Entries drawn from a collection
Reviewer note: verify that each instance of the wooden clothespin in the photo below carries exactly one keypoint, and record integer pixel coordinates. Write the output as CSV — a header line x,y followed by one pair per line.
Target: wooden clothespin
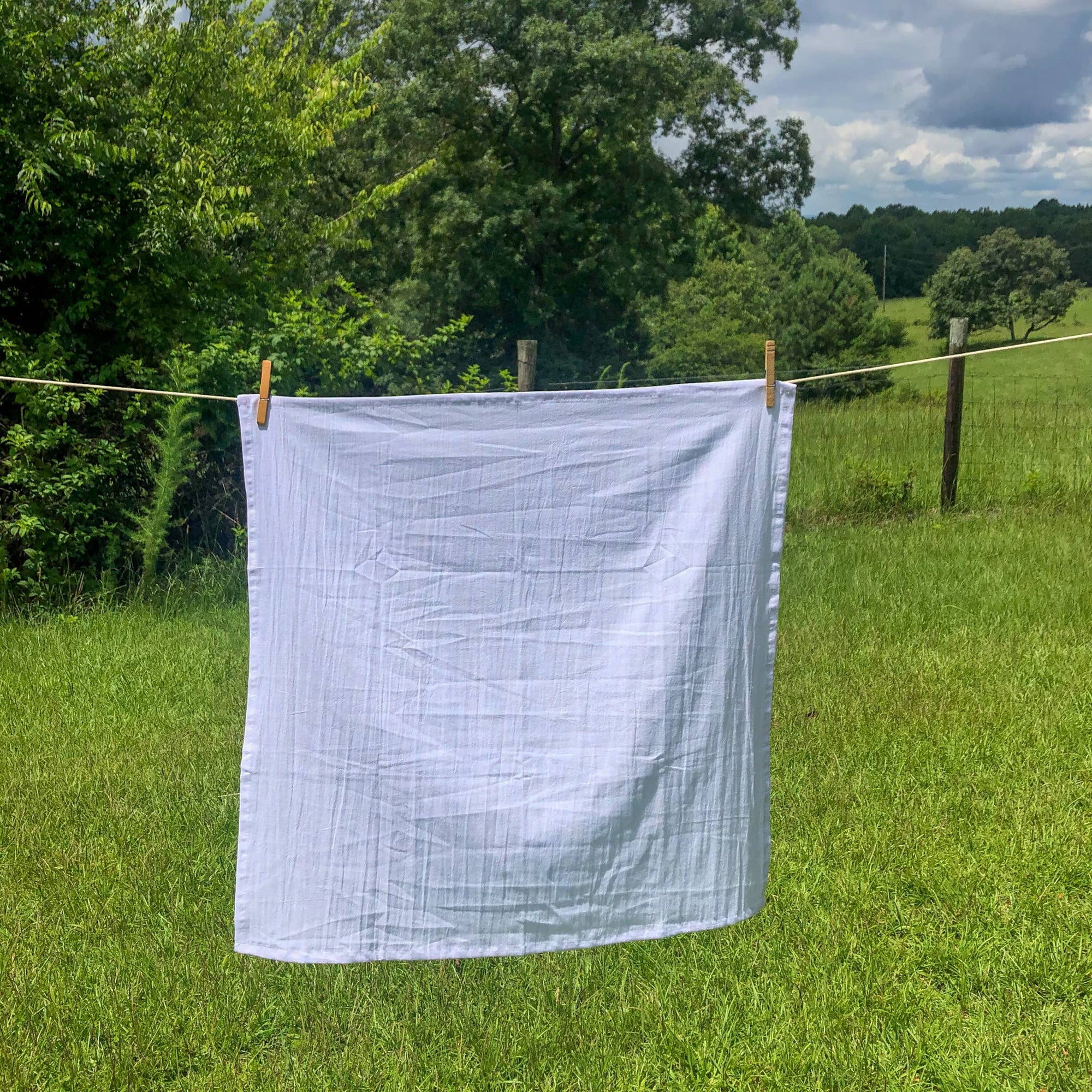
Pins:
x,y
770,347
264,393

==

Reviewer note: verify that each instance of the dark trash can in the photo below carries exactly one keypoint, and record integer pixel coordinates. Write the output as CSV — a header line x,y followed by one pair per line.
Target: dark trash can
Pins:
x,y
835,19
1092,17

Goal
Gather every line of the records above that contains the string "followed", matching its case exactly.

Answer to the task
Reviewer note: verify that each instance of the wooden clothespin in the photo below carries exactly one keypoint, and record integer pixel coordinates. Write the output as CSV — a header line x,y followed by one pair per line.
Reviewer note: verify that each instance of the dark trash can in the photo below carries exactly one keypoint, and record integer pixel coordinates. Write the output as CSV — a header line x,y followed by one pair per line.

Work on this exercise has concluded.